- CHALLENGE
Write down each entry again, exactly as it reads.

Position identification records

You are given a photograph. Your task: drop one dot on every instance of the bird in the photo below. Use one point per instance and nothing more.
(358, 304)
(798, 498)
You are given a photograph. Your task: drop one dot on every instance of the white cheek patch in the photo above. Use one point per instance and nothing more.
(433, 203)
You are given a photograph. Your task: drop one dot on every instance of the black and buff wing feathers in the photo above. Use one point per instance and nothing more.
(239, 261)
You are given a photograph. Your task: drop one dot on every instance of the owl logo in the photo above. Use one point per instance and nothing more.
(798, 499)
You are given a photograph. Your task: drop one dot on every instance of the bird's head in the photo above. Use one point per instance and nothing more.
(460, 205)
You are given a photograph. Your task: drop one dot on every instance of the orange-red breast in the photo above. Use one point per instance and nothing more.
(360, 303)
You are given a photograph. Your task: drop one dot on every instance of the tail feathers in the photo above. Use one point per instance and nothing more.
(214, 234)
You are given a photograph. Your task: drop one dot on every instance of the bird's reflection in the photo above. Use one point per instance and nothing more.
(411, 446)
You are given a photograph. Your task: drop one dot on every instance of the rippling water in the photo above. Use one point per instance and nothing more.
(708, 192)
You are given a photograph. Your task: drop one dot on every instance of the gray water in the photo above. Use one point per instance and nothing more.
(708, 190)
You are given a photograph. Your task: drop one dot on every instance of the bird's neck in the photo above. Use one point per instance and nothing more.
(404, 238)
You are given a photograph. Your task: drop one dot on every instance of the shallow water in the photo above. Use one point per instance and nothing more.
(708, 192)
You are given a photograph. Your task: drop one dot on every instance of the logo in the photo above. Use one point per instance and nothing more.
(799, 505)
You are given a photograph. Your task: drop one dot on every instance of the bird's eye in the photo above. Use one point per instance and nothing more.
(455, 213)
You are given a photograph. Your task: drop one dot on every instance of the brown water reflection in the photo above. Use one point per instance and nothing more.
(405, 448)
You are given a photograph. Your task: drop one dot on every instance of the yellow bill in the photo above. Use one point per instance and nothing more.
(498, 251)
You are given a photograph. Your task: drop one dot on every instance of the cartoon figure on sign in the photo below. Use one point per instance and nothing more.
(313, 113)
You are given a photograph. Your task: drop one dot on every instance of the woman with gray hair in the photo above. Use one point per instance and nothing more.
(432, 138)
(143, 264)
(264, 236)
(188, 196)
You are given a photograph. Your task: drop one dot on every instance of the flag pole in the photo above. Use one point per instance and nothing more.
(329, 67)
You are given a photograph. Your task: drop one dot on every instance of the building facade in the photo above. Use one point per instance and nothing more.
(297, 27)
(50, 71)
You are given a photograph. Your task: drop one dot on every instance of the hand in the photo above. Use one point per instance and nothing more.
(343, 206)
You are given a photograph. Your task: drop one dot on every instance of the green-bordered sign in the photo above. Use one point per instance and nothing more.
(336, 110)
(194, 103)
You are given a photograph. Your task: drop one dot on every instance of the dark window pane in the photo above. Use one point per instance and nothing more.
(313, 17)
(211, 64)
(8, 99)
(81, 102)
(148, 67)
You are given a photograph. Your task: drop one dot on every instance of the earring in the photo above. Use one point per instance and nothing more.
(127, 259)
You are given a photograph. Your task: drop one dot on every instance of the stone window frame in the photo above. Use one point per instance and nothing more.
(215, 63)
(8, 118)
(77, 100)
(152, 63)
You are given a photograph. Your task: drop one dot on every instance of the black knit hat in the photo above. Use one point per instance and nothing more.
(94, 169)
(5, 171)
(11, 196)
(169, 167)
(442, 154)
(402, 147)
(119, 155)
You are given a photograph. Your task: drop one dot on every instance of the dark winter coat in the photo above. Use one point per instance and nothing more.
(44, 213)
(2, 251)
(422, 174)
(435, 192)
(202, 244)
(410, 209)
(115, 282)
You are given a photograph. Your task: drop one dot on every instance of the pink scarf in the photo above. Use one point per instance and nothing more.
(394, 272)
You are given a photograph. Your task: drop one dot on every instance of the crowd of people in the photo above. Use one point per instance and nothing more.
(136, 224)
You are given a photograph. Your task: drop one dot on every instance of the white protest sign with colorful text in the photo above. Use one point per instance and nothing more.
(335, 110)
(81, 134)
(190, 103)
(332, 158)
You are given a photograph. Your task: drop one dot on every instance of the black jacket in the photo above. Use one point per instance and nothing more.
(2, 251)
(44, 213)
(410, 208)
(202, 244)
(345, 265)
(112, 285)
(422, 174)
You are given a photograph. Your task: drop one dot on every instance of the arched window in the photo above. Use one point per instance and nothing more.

- TASK RESPONSE
You are given a photograph. Your task: drop one dot on every instance of the bird in the photo below. Use one point per instance and nothing more.
(358, 304)
(798, 498)
You are given a photograph. Your task: drop one dot on every instance of the white cheek patch in the photo above. Use one point per instance and nothing more.
(433, 203)
You are given a photograph. Your task: drop one dot on every instance of the black and buff wing feathers in the photo above. Use one point per instance and nothing more.
(239, 261)
You are given a photograph. Your task: drop one dot on every instance of the owl logo in the photo above. Use one point per instance and nothing more.
(798, 499)
You are given a photograph. Your task: drop one dot on every instance of the bird's head in the photo above. Use one point per instance and nothing more.
(460, 205)
You are given a photograph. Your task: drop one dot on every instance of the orange-red breast in the photo above. Use one point per instance and nothing more.
(360, 303)
You are given a photograph. Your task: drop one dot on every instance of the tail feathers in the photo above. Use one point per instance and nothing more.
(214, 234)
You are given a photograph. Your task: drop one dot on every instance of the bird's reflection in the photo above. Use one point per instance and nothing more.
(411, 446)
You are given a photograph. Your task: drop one dot on every instance of the rippling water in the photo above. Use one point per instance and nothing more.
(708, 192)
You are given a photograph. Your task: drop one dot on every instance of the gray water in the photo above. Use one point per instance and nothing more.
(708, 190)
You are given a photograph. Your task: drop one dot on every instance of the bird's neck in the photo above. Use one point per instance and nothing more.
(404, 238)
You are given a photograph. Your task: drop one dot on every instance of the shallow water in the photo above. Use one point per instance and nothing more.
(708, 192)
You are given a photograph. Your task: drop one dot on every instance of the logo in the photo above. Use one point per instance and nothing more.
(799, 505)
You are given a photograph. Your task: drop one dot on every instance of the bird's eye in the photo above. Use one point per instance and nothing more.
(455, 213)
You are given a photograph. Your task: drop one dot on every instance of the brown water reflection in the photo above. Use one point per instance and nothing more.
(405, 448)
You are given a photograph. Your task: drop one dot on every instance of the yellow bill in the photo above. Use one point per instance and nothing more.
(498, 251)
You are given a photograph. Your task: drop one dot on every instance of the cartoon figure on sign in the photo below. Use one point per instance and nothing more.
(313, 113)
You are given a photograph. Your task: drop one dot on every instance of the woman with gray hair in the photo above. Use one point per instance and nothing more.
(432, 138)
(143, 264)
(264, 236)
(188, 196)
You are given a photograph. Your task: drop one dot on every instance of the flag pole in the photo above. Use one point per instance and nothing more.
(329, 67)
You are given a photograph. Your task: drop one dot on every instance of the building facade in the photo above. Use one point per instance and nothing more.
(297, 27)
(50, 71)
You are given a photograph. Your task: drop one dot on every instance of the hand in the photo above. Use one point per instance and nothing more.
(343, 206)
You are given a photograph. Your task: drop one dot on every instance of the green-bordered sign in the photo above. Use one point per instance and nothing more.
(336, 110)
(194, 103)
You are given a photograph. Your task: drop one dot on every instance of the dark window pane in the photo above. Use one point per instance and nothing more.
(313, 17)
(211, 64)
(8, 99)
(81, 102)
(148, 67)
You are given a photograph. Your task: drop one dot on every instance of the earring in the photo above. Use one point per instance and nothing more.
(127, 259)
You are given a photograph. Your task: drop one dot on every instance of the stone window frame in the photo above. Use one point per instance and nothing more.
(215, 63)
(8, 118)
(77, 100)
(152, 63)
You are given a photograph. Your task: drop one dot on every instance of the black knit hat in the photo above. Use one point per instance and nothing more.
(94, 169)
(5, 171)
(11, 196)
(169, 167)
(442, 154)
(402, 147)
(119, 155)
You are given a photograph. Your task: drop one dot on every instance of the dark winter coat in the photo above. Use one point per instance and nothing more.
(44, 213)
(2, 251)
(422, 174)
(435, 192)
(202, 244)
(410, 209)
(115, 282)
You are given a photograph. Your task: drop one dot on every instance of the pink scarf in the photo above. Use one point per instance and nothing more.
(394, 272)
You are given a photograph. Your task: drop one dot on every instance of the crowd of people in the photo above. Use one point per instance and nothing more.
(136, 224)
You are given a photograph. Your task: drop one dot on every instance of the white protest sign with colorful text in the photo above. Use one point per instance and nothing more.
(335, 110)
(81, 134)
(190, 103)
(332, 158)
You are given a photograph. Your task: drop one dot on every instance of the black jacket in the photo above. Use one point per instance and nothing more.
(2, 251)
(44, 213)
(410, 208)
(202, 244)
(345, 265)
(112, 285)
(422, 174)
You are given a photograph. Your task: drop one dot on every instance of the arched window in the photo above. Use one point per instance and nothing more.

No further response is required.